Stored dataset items
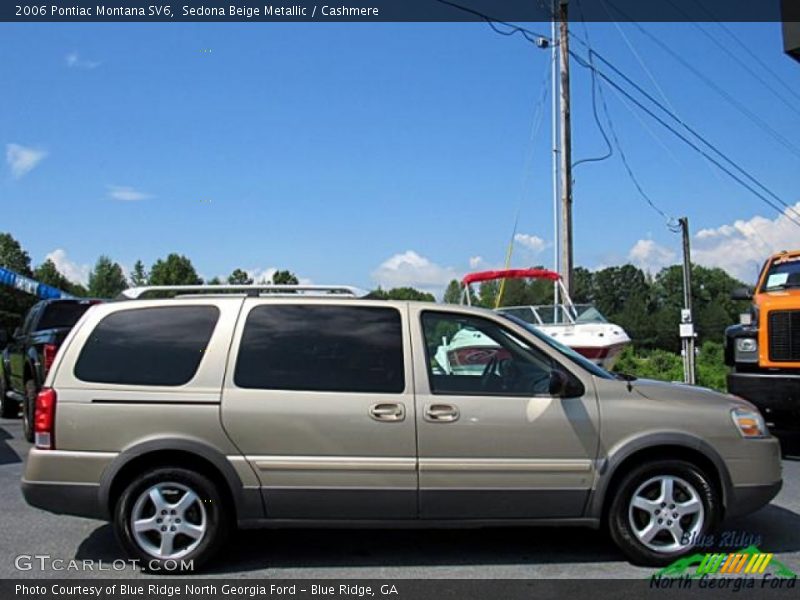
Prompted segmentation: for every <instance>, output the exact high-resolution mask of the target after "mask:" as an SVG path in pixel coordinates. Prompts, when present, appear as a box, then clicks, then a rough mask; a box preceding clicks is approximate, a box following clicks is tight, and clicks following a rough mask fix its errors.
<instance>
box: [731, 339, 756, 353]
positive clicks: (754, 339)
mask: <svg viewBox="0 0 800 600" xmlns="http://www.w3.org/2000/svg"><path fill="white" fill-rule="evenodd" d="M736 349H737V350H738V351H739V352H755V351H756V350H758V342H757V341H756V340H755V339H753V338H739V339H737V340H736Z"/></svg>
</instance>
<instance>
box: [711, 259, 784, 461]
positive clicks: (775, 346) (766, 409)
mask: <svg viewBox="0 0 800 600" xmlns="http://www.w3.org/2000/svg"><path fill="white" fill-rule="evenodd" d="M733 298H734V299H735V300H745V299H746V300H752V304H751V308H750V311H749V313H744V314H742V316H741V322H740V323H739V324H738V325H733V326H731V327H728V328H727V329H726V330H725V362H726V363H727V364H728V365H729V366H731V367H732V370H731V372H730V374H729V375H728V391H729V392H730V393H732V394H736V395H737V396H741V397H742V398H745V399H747V400H749V401H750V402H752V403H753V404H755V405H756V406H758V408H759V409H760V410H761V413H762V414H763V415H764V419H765V420H766V422H767V426H768V427H769V428H770V430H771V431H772V433H773V434H774V435H775V436H777V437H779V438H781V440H782V441H783V442H784V445H785V444H787V443H791V445H793V446H794V444H796V443H797V442H798V441H800V250H793V251H791V252H786V251H784V252H779V253H777V254H774V255H772V256H770V257H769V259H768V260H767V262H766V263H764V267H763V268H762V269H761V274H760V275H759V278H758V284H757V285H756V288H755V290H750V289H748V288H744V289H740V290H736V291H735V292H734V293H733Z"/></svg>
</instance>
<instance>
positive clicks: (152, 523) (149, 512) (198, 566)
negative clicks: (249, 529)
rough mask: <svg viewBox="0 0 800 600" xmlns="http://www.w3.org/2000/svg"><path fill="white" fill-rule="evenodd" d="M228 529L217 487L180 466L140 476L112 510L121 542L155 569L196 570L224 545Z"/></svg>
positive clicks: (147, 472) (150, 568)
mask: <svg viewBox="0 0 800 600" xmlns="http://www.w3.org/2000/svg"><path fill="white" fill-rule="evenodd" d="M229 530H230V526H229V521H228V513H227V511H226V510H225V507H224V506H223V499H222V496H221V494H220V491H219V489H218V488H217V486H216V485H214V483H212V482H211V481H210V480H209V479H208V478H207V477H205V476H204V475H201V474H200V473H196V472H194V471H190V470H188V469H183V468H179V467H163V468H160V469H155V470H153V471H148V472H146V473H144V474H141V475H139V476H138V477H136V478H135V479H134V480H133V481H132V482H131V483H130V484H129V485H128V486H127V487H126V488H125V490H124V491H123V492H122V496H121V497H120V499H119V502H117V504H116V506H115V508H114V531H115V533H116V535H117V538H118V539H119V541H120V543H121V545H122V546H123V548H125V550H126V551H127V552H128V553H129V554H130V555H131V556H132V557H134V558H137V559H139V560H140V564H141V566H142V567H143V568H144V569H145V570H146V571H151V572H154V573H162V574H168V573H175V572H180V571H184V570H185V571H189V570H196V569H197V568H198V567H199V566H200V565H202V564H203V563H205V562H206V561H207V560H208V559H210V558H211V557H212V556H213V555H214V553H215V552H216V551H217V550H218V549H219V548H220V546H222V545H223V544H224V542H225V539H226V538H227V536H228V532H229ZM189 561H191V562H189ZM187 564H191V566H188V567H187V566H186V565H187Z"/></svg>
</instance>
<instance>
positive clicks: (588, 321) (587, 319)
mask: <svg viewBox="0 0 800 600" xmlns="http://www.w3.org/2000/svg"><path fill="white" fill-rule="evenodd" d="M575 312H576V313H577V315H578V317H577V318H576V319H575V322H576V323H608V321H606V318H605V317H604V316H603V315H602V314H600V311H599V310H597V309H596V308H595V307H594V306H592V305H591V304H576V305H575Z"/></svg>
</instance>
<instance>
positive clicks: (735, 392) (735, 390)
mask: <svg viewBox="0 0 800 600" xmlns="http://www.w3.org/2000/svg"><path fill="white" fill-rule="evenodd" d="M728 391H729V392H730V393H731V394H735V395H737V396H741V397H742V398H744V399H745V400H749V401H750V402H752V403H753V404H755V405H756V406H757V407H758V409H759V410H760V411H761V413H762V414H763V415H764V420H765V421H766V422H767V426H768V427H769V429H770V431H771V432H772V433H773V434H774V435H776V436H778V437H788V436H800V375H770V374H768V373H731V374H730V375H728Z"/></svg>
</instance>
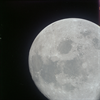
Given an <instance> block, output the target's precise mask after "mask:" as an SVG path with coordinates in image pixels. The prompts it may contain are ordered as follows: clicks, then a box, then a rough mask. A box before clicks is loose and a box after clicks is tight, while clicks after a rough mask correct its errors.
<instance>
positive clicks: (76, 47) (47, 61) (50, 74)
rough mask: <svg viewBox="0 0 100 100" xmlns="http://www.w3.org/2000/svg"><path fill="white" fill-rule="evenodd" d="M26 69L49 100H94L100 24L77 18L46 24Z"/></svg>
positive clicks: (99, 82) (99, 33)
mask: <svg viewBox="0 0 100 100" xmlns="http://www.w3.org/2000/svg"><path fill="white" fill-rule="evenodd" d="M29 70H30V73H31V76H32V79H33V81H34V83H35V84H36V86H37V88H38V89H39V90H40V92H41V93H42V94H43V95H44V96H45V97H47V98H48V99H50V100H96V98H98V93H99V92H100V27H99V26H98V25H96V24H95V23H93V22H90V21H88V20H85V19H79V18H68V19H62V20H59V21H56V22H53V23H51V24H50V25H48V26H47V27H45V28H44V29H43V30H42V31H41V32H40V33H39V34H38V36H37V37H36V38H35V40H34V41H33V43H32V45H31V48H30V51H29Z"/></svg>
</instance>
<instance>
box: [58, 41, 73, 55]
mask: <svg viewBox="0 0 100 100" xmlns="http://www.w3.org/2000/svg"><path fill="white" fill-rule="evenodd" d="M72 42H73V41H72V40H63V41H61V42H60V43H59V45H58V47H57V50H58V51H59V52H60V53H61V54H67V53H69V52H70V50H71V49H72V45H71V44H72Z"/></svg>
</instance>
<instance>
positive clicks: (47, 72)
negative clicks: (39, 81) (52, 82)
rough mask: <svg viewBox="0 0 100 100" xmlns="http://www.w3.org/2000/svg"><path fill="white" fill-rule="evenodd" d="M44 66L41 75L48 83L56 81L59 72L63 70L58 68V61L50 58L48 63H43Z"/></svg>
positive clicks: (41, 70)
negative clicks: (55, 76) (52, 59)
mask: <svg viewBox="0 0 100 100" xmlns="http://www.w3.org/2000/svg"><path fill="white" fill-rule="evenodd" d="M42 66H43V68H42V70H41V73H40V75H41V77H42V78H43V80H44V81H45V82H47V83H52V82H53V83H56V82H57V81H56V77H55V75H56V74H59V73H60V72H61V71H60V69H57V62H53V61H51V60H50V59H49V60H48V63H47V64H46V65H45V64H43V65H42Z"/></svg>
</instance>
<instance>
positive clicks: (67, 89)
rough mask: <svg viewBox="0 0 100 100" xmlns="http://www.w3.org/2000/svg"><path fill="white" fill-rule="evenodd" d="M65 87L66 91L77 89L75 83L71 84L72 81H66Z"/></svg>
mask: <svg viewBox="0 0 100 100" xmlns="http://www.w3.org/2000/svg"><path fill="white" fill-rule="evenodd" d="M64 89H65V90H66V91H69V92H71V91H73V90H74V89H75V87H74V86H73V85H71V84H70V83H66V84H65V85H64Z"/></svg>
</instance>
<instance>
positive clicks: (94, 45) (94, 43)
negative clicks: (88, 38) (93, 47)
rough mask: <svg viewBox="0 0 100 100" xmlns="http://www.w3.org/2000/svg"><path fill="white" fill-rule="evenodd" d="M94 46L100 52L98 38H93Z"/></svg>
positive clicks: (98, 41) (98, 39)
mask: <svg viewBox="0 0 100 100" xmlns="http://www.w3.org/2000/svg"><path fill="white" fill-rule="evenodd" d="M92 41H93V46H94V47H95V48H96V49H99V50H100V40H99V39H97V38H93V40H92Z"/></svg>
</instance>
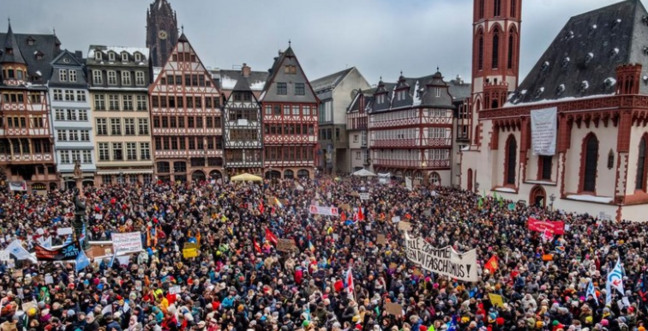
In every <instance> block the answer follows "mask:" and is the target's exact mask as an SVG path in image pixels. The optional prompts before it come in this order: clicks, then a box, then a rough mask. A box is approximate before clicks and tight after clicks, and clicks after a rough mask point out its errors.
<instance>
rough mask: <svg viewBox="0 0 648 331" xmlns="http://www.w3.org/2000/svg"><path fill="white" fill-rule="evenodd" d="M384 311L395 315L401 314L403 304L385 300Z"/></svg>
mask: <svg viewBox="0 0 648 331" xmlns="http://www.w3.org/2000/svg"><path fill="white" fill-rule="evenodd" d="M385 311H387V314H391V315H394V316H396V317H398V316H402V315H403V306H401V305H400V304H398V303H393V302H387V303H385Z"/></svg>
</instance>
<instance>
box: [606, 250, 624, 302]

• TASK ITEM: The answer must consist only of the lines from the beginning of the entries above through the line that holds "box: [731, 339, 756, 353]", reproduced exactly and without pictures.

• RESULT:
Prompted segmentation: for every <instance>, output the exact high-resolution mask of the target after "mask:" as an SVG path in pixel coordinates. Prompts, when present, appear as a box, then clicks, then a rough mask; a box preceding clicks is approximate, a box following clicks is tight, and clicks following a rough mask fix its errors.
<instance>
box: [731, 339, 756, 353]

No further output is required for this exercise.